[Records from a dataset]
* * * * * * *

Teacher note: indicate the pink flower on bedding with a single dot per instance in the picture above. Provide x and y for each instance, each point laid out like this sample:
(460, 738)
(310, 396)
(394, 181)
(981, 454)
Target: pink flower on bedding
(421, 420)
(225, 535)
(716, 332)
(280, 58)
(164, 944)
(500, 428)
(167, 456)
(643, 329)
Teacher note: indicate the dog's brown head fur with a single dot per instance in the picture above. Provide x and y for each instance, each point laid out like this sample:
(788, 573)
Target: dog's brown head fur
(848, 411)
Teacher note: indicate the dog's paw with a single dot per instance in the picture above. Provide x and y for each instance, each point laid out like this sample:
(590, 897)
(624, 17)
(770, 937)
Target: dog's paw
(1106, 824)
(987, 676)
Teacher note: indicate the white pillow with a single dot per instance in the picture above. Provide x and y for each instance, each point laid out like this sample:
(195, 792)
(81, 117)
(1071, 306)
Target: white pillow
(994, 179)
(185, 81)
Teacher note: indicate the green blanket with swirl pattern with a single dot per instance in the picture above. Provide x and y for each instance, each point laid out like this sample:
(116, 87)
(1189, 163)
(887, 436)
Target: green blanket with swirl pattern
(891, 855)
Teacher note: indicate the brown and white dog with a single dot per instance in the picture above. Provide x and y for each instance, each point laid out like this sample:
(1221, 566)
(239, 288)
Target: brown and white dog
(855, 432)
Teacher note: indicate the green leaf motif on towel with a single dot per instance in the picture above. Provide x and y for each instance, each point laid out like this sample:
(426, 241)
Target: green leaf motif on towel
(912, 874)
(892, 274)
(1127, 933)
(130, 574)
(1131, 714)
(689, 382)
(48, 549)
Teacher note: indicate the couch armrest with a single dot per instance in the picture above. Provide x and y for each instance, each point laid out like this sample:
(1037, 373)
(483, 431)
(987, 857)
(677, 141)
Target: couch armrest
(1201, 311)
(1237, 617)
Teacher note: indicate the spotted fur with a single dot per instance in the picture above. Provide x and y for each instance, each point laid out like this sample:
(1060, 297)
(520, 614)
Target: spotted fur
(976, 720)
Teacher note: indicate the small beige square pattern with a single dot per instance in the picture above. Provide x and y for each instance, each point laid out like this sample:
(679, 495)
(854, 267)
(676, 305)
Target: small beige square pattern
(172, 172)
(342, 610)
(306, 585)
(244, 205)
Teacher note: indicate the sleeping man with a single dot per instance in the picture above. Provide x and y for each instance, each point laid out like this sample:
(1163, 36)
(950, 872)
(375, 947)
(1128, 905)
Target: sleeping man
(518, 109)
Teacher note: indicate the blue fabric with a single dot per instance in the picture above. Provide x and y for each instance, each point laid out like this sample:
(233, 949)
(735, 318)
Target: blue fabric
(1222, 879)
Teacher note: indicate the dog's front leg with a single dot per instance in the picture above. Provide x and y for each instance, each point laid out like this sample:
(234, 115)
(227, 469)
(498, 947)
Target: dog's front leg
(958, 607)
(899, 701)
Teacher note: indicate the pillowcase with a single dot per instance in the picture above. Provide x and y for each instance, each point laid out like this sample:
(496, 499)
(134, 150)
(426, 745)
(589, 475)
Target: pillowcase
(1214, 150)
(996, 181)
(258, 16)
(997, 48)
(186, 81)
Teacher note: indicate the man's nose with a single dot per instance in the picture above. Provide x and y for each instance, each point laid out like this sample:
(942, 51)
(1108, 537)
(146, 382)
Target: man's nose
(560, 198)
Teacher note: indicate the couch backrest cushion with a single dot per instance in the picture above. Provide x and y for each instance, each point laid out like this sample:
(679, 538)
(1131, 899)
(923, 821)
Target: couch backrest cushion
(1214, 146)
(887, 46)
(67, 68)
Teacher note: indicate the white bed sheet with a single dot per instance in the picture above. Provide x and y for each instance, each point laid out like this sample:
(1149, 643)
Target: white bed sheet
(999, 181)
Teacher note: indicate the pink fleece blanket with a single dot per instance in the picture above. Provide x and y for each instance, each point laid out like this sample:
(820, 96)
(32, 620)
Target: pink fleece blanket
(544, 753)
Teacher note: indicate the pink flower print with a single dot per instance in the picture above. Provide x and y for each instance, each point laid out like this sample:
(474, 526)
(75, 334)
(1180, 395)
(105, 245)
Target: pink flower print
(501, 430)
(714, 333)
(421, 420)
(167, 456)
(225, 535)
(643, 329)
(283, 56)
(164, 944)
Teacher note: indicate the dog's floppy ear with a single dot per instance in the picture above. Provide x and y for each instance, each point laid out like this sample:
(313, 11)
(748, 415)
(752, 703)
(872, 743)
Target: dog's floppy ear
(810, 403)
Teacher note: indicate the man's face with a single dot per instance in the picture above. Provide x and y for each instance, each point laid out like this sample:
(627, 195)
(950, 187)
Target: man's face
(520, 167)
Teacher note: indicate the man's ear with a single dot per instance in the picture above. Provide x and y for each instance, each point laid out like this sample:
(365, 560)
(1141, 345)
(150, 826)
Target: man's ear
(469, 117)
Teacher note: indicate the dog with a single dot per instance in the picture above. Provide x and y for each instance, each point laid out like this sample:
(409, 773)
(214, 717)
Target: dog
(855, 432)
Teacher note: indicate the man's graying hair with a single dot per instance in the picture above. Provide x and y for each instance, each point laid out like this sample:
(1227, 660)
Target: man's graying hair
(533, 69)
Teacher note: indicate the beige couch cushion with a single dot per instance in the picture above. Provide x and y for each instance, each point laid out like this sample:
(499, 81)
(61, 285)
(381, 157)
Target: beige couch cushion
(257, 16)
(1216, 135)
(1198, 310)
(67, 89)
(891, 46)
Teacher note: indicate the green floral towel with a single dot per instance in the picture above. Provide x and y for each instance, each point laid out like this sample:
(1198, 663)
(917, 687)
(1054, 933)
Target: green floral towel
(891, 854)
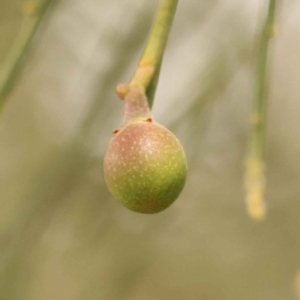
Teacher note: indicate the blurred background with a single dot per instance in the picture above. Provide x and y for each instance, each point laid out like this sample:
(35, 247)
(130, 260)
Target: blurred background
(63, 236)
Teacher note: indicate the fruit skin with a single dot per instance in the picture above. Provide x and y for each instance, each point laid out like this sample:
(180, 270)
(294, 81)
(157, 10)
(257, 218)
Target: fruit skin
(145, 167)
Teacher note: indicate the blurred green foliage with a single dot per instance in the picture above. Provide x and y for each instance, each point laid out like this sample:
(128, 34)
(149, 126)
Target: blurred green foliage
(63, 236)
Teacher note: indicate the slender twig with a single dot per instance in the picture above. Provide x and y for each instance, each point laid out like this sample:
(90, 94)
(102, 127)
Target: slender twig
(255, 162)
(34, 11)
(147, 72)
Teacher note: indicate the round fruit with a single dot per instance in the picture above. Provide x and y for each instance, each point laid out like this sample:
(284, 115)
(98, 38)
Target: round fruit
(145, 167)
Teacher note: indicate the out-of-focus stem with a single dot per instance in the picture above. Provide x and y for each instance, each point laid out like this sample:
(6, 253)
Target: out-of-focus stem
(147, 72)
(34, 11)
(255, 160)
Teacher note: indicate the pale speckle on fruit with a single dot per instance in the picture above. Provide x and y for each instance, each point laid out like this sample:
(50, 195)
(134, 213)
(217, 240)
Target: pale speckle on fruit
(145, 167)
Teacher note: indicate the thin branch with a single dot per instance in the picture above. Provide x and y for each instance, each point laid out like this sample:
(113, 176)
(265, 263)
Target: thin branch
(34, 11)
(255, 161)
(147, 72)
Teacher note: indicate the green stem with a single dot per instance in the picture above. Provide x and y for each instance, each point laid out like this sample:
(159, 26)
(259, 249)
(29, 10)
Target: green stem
(255, 163)
(34, 12)
(147, 72)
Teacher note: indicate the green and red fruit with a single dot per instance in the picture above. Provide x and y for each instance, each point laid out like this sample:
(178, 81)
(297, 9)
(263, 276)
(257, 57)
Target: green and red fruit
(145, 166)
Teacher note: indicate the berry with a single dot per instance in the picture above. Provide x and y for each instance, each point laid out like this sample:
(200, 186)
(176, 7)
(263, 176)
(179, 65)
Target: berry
(145, 166)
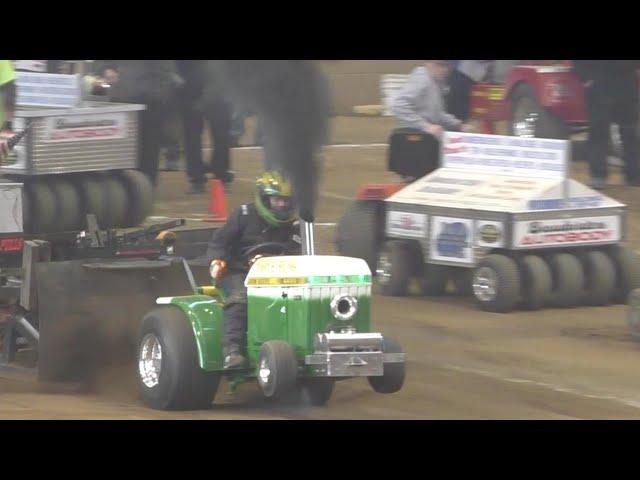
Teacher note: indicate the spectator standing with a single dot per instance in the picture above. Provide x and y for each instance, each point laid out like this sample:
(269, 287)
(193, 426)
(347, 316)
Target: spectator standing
(466, 74)
(419, 108)
(611, 93)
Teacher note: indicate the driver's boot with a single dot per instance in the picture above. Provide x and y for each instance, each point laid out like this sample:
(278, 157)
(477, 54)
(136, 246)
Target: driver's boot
(233, 358)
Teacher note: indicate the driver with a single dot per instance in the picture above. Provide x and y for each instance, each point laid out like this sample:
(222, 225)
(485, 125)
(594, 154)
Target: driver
(270, 218)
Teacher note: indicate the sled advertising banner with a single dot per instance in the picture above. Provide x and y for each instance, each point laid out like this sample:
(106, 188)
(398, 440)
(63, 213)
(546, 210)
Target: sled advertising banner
(563, 232)
(506, 155)
(451, 240)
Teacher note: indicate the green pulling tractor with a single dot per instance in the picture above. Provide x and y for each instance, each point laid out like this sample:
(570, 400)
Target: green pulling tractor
(308, 326)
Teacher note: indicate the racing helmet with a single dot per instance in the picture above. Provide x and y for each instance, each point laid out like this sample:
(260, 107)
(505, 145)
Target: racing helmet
(274, 201)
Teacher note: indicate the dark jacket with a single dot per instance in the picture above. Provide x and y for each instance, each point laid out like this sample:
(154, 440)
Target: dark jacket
(608, 75)
(141, 81)
(246, 228)
(192, 74)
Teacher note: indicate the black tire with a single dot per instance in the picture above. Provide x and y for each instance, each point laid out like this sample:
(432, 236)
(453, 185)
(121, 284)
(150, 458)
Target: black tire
(27, 214)
(434, 279)
(358, 233)
(627, 265)
(139, 194)
(182, 384)
(68, 208)
(43, 207)
(394, 268)
(93, 198)
(279, 358)
(536, 281)
(568, 280)
(317, 391)
(502, 272)
(633, 314)
(462, 279)
(600, 278)
(116, 197)
(393, 376)
(548, 125)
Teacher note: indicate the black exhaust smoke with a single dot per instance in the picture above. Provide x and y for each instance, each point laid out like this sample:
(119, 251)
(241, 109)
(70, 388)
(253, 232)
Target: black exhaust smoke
(291, 99)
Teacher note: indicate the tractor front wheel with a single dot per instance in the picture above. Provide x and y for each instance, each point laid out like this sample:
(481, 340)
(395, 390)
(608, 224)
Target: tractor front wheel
(277, 369)
(169, 375)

* * * * * * *

WHAT THE TASK ASKS: From the line holding "Teacher note: indicate the dark" through the last line above, reproduce each line exactly and add nothing.

ANSWER IN FULL:
Teacher note: indicate the dark jacket with a single dot per instance in the picture above. Provide x and y for each instance, each point laid out like this sample:
(154, 440)
Target: dark jacket
(608, 75)
(141, 81)
(246, 228)
(192, 74)
Teacher note: indicate the black tire with a single dot per instance in the picture above. Provide x and y for each instance, each point laid out like this sample:
(432, 236)
(453, 185)
(121, 284)
(150, 458)
Target: black tire
(27, 214)
(434, 279)
(358, 233)
(627, 265)
(139, 194)
(182, 384)
(68, 208)
(43, 207)
(394, 268)
(93, 198)
(279, 358)
(536, 281)
(568, 280)
(317, 391)
(502, 272)
(633, 314)
(462, 279)
(600, 278)
(116, 197)
(393, 376)
(548, 125)
Teacher note: indicate the black exhaust smoke with a single dot per instance in the picture above. Provide x and y for each instance, each point laid out like this sample:
(119, 251)
(241, 109)
(70, 388)
(253, 232)
Target: black exhaust smoke
(291, 99)
Teacher note: indicate the tractor front wheel with a single dot per instance in the picture above. Provide x and y for each instance, each point laid out like this sample:
(481, 340)
(395, 390)
(608, 224)
Target: tractor front wheel
(277, 369)
(169, 375)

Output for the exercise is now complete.